**Aim:** Format all of the rows below as a Markdown table with the columns No. and Row text, numbering each row and giving its line in full. Leave out any blank lines.

[Location annotation dataset excerpts]

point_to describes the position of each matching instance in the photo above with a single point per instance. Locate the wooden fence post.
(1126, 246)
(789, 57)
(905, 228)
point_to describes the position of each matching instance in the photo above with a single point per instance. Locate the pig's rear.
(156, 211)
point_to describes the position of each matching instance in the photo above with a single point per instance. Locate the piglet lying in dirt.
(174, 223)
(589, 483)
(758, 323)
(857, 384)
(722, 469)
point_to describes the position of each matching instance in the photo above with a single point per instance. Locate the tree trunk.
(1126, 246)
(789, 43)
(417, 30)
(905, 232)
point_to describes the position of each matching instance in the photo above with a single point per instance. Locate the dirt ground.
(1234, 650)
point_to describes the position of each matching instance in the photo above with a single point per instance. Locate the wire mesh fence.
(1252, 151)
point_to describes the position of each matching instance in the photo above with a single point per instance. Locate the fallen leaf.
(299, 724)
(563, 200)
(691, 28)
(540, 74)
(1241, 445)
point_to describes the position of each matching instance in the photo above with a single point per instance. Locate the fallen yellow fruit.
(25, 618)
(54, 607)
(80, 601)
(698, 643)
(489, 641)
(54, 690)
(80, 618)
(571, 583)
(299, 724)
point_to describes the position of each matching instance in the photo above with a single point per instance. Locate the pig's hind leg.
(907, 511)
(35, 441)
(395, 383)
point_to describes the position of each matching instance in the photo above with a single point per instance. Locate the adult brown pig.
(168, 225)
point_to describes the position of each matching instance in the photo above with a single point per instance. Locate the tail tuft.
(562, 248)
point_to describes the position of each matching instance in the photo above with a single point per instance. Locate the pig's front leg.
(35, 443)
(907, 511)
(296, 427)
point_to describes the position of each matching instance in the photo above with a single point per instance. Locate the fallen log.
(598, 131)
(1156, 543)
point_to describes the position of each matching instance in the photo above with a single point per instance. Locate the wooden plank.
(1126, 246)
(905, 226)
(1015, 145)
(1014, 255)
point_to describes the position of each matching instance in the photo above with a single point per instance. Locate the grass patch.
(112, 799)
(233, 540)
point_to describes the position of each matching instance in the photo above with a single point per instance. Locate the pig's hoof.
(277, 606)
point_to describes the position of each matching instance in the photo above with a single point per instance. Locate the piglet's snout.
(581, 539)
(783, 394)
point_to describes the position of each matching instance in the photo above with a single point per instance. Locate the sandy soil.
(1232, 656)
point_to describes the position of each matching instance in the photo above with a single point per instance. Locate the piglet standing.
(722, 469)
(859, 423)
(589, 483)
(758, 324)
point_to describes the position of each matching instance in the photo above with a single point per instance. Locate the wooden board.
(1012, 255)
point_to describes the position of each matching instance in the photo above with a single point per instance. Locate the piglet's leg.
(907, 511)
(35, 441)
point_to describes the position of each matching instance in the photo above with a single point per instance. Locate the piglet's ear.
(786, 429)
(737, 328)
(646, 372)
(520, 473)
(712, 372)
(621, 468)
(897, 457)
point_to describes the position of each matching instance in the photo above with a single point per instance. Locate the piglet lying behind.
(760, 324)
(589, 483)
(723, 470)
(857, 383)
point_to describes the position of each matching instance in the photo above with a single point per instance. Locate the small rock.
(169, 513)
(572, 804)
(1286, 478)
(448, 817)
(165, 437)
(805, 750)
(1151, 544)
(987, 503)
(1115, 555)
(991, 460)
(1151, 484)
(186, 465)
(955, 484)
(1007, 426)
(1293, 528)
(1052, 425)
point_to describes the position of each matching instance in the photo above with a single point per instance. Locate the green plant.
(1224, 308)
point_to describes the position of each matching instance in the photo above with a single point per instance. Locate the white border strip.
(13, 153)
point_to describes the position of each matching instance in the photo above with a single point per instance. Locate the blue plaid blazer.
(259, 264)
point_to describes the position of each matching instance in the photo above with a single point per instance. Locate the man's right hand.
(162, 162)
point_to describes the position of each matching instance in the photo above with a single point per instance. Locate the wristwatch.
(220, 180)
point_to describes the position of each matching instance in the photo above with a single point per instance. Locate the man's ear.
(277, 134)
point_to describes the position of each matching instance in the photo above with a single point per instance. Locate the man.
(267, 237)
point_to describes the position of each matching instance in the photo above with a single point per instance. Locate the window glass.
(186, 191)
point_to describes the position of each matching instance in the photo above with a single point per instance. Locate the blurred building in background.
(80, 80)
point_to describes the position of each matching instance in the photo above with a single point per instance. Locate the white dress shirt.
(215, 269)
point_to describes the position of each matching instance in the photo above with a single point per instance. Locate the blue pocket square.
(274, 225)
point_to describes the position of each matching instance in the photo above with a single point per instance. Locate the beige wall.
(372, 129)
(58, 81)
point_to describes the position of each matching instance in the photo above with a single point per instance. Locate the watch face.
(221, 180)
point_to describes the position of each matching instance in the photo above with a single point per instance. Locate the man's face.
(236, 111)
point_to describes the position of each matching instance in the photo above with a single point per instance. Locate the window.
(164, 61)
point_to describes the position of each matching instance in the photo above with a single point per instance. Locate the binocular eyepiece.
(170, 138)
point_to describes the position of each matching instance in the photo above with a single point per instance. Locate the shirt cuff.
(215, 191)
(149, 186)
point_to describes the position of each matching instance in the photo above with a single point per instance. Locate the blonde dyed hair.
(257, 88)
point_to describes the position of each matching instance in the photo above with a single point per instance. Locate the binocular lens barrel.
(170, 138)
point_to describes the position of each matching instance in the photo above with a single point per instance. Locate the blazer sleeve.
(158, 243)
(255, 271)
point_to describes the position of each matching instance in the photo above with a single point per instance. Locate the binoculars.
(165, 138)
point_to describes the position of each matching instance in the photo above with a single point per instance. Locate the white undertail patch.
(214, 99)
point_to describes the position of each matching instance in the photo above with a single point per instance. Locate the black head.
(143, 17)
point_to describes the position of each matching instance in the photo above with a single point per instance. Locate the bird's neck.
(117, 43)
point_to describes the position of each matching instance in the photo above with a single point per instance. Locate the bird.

**Exercise output:**
| No. | Row text |
|---|---|
| 1 | point_to describes the position of each matching instance in the photo above with a single point per instance. Locate the wooden fence post. |
| 2 | (1126, 246) |
| 3 | (789, 57) |
| 4 | (905, 228) |
| 5 | point_to describes the position of each matching instance in the photo above with a single point per instance. Locate the pig's rear. |
| 6 | (156, 211) |
| 7 | point_to describes the position of each matching instance in the photo above with a single point per instance. Locate the piglet lying in dirt. |
| 8 | (174, 223) |
| 9 | (589, 483) |
| 10 | (758, 323) |
| 11 | (857, 384) |
| 12 | (722, 469) |
| 13 | point_to describes the position of each matching instance in the photo above with a single point per instance. Locate the tree trunk. |
| 14 | (1126, 246) |
| 15 | (789, 43) |
| 16 | (417, 30) |
| 17 | (905, 232) |
| 18 | point_to describes the position of each matching instance in the photo above with a single point per instance. Locate the dirt ground. |
| 19 | (1234, 650) |
| 20 | point_to describes the position of each matching instance in the photo above with a single point per instance. Locate the wire mesh fence. |
| 21 | (1252, 151) |
| 22 | point_to describes the position of each matching instance in the photo above with a single point per instance. Locate the fallen leaf. |
| 23 | (299, 724) |
| 24 | (563, 200) |
| 25 | (691, 28) |
| 26 | (540, 74) |
| 27 | (1241, 445) |
| 28 | point_to describes the position of each matching instance in the photo above with a single point per instance. Locate the fallen yellow fruit. |
| 29 | (25, 618) |
| 30 | (54, 607) |
| 31 | (80, 601) |
| 32 | (698, 643) |
| 33 | (489, 641) |
| 34 | (54, 690) |
| 35 | (80, 618) |
| 36 | (571, 583) |
| 37 | (299, 724) |
| 38 | point_to describes the position of each matching instance in the photo above with a single point per instance. Locate the pig's hind leg. |
| 39 | (907, 511) |
| 40 | (35, 441) |
| 41 | (395, 383) |
| 42 | point_to describes the position of each matching instance in the photo above with a single point per instance. Locate the adult brown pig. |
| 43 | (168, 225) |
| 44 | point_to describes the position of each matching instance in the photo above with a single point per instance. Locate the tail tuft. |
| 45 | (562, 248) |
| 46 | point_to describes the position of each matching instance in the photo above with a single point per instance. Locate the pig's front leg. |
| 47 | (35, 443) |
| 48 | (907, 511) |
| 49 | (296, 427) |
| 50 | point_to describes the position of each matching instance in the photo above with a single point per instance. Locate the fallen log. |
| 51 | (598, 131) |
| 52 | (1156, 543) |
| 53 | point_to describes the position of each matching instance in the photo above with a single point per instance. Locate the wooden plank. |
| 54 | (1126, 246) |
| 55 | (905, 226) |
| 56 | (1015, 145) |
| 57 | (1014, 255) |
| 58 | point_to describes the position of each matching instance in the photo above with a single point per instance. Locate the grass patch. |
| 59 | (112, 799) |
| 60 | (233, 540) |
| 61 | point_to describes the position of each matching instance in the photo above with a single point per instance. Locate the pig's hoof. |
| 62 | (277, 606) |
| 63 | point_to describes the position of each matching instance in the photo above with a single point per instance. Locate the piglet's snout. |
| 64 | (581, 539) |
| 65 | (783, 394) |
| 66 | point_to describes the position of each matching instance in the photo above with a single point per instance. Locate the sandy soil. |
| 67 | (1232, 656) |
| 68 | point_to describes the position of each matching instance in the photo above with a single point per instance. Locate the piglet standing. |
| 69 | (722, 469) |
| 70 | (859, 423) |
| 71 | (589, 483) |
| 72 | (758, 324) |
| 73 | point_to describes the position of each matching instance in the photo above with a single point per instance. Locate the wooden board. |
| 74 | (1012, 255) |
| 75 | point_to describes the position of each matching instance in the photo above with a single point per instance. Locate the piglet's leg. |
| 76 | (907, 511) |
| 77 | (35, 441) |
| 78 | point_to describes the position of each matching instance in the photo above with a single point per instance. Locate the piglet's ear. |
| 79 | (786, 429) |
| 80 | (737, 328) |
| 81 | (646, 372) |
| 82 | (520, 473) |
| 83 | (712, 372) |
| 84 | (621, 468) |
| 85 | (897, 457) |
| 86 | point_to describes the position of each matching instance in the photo above with a single point per instance. Locate the piglet lying behind. |
| 87 | (760, 324) |
| 88 | (589, 483) |
| 89 | (723, 470) |
| 90 | (857, 383) |
| 91 | point_to describes the position of each matching instance in the photo above with a single point per instance. Locate the small rock. |
| 92 | (169, 513) |
| 93 | (572, 804) |
| 94 | (1286, 478) |
| 95 | (448, 817) |
| 96 | (165, 437) |
| 97 | (805, 750) |
| 98 | (1151, 544) |
| 99 | (987, 503) |
| 100 | (1115, 555) |
| 101 | (991, 460) |
| 102 | (1151, 484) |
| 103 | (186, 465) |
| 104 | (955, 484) |
| 105 | (1007, 426) |
| 106 | (1293, 528) |
| 107 | (1052, 425) |
| 108 | point_to describes the position of each matching instance in the photo above with a single point per instance. Locate the green plant. |
| 109 | (1224, 308) |
| 110 | point_to describes the position of each matching instance in the photo above with a single point per instance. Locate the white border strip. |
| 111 | (13, 153) |
| 112 | point_to describes the position of each matching instance in the photo above with a single point per instance. Locate the blue plaid blazer. |
| 113 | (259, 264) |
| 114 | point_to describes the position of each matching instance in the photo above with a single point per instance. Locate the man's right hand. |
| 115 | (162, 162) |
| 116 | point_to describes the position of each matching instance in the photo above with a single point per instance. Locate the wristwatch. |
| 117 | (220, 180) |
| 118 | point_to describes the position of each matching instance in the photo above with a single point per instance. Locate the man's ear. |
| 119 | (277, 134) |
| 120 | point_to describes the position of each matching instance in the photo above with a single point per instance. Locate the man. |
| 121 | (267, 237) |
| 122 | point_to describes the position of each matching instance in the photo above with a single point per instance. Locate the window glass. |
| 123 | (186, 191) |
| 124 | point_to describes the position of each matching instance in the photo above with a single point per instance. Locate the blurred building in background. |
| 125 | (80, 80) |
| 126 | point_to describes the position of each matching instance in the photo above with a single point per instance. Locate the white dress shirt. |
| 127 | (215, 269) |
| 128 | point_to describes the position of each matching instance in the photo above with a single point per instance. Locate the blue pocket square. |
| 129 | (274, 225) |
| 130 | point_to describes the position of each matching instance in the photo above with a single point per instance. Locate the beige wall. |
| 131 | (372, 129) |
| 132 | (58, 81) |
| 133 | point_to describes the position of each matching instance in the photo above with a single point per instance. Locate the watch face. |
| 134 | (221, 180) |
| 135 | point_to describes the position of each matching instance in the photo above with a single point per instance. Locate the man's face. |
| 136 | (236, 111) |
| 137 | point_to describes the position of each matching instance in the photo above with a single point per instance. Locate the window. |
| 138 | (164, 61) |
| 139 | point_to describes the position of each matching instance in the photo above with a single point per instance. Locate the binocular eyepiece. |
| 140 | (170, 138) |
| 141 | point_to describes the position of each matching instance in the photo above with a single point per instance. Locate the shirt cuff. |
| 142 | (215, 191) |
| 143 | (149, 186) |
| 144 | point_to describes the position of each matching instance in the photo above with a single point per instance. Locate the blonde dyed hair. |
| 145 | (257, 88) |
| 146 | point_to describes the position of each matching instance in the photo above with a single point per instance. Locate the binocular lens barrel. |
| 147 | (170, 138) |
| 148 | point_to describes the position of each matching instance in the photo above with a single point per instance. Locate the blazer sleeve. |
| 149 | (158, 243) |
| 150 | (255, 271) |
| 151 | point_to describes the position of each matching instance in the photo above with a single point per instance. Locate the binoculars. |
| 152 | (165, 138) |
| 153 | point_to describes the position of each matching instance in the photo above with a single point per instance. Locate the white undertail patch. |
| 154 | (214, 99) |
| 155 | point_to describes the position of each matching instance in the photo above with a single point per instance. Locate the black head. |
| 156 | (143, 17) |
| 157 | point_to describes the position of each matching instance in the photo above with a single point per instance. Locate the bird's neck. |
| 158 | (117, 43) |
| 159 | point_to describes the position of each matching instance in the photo above with a single point per instance. Locate the bird. |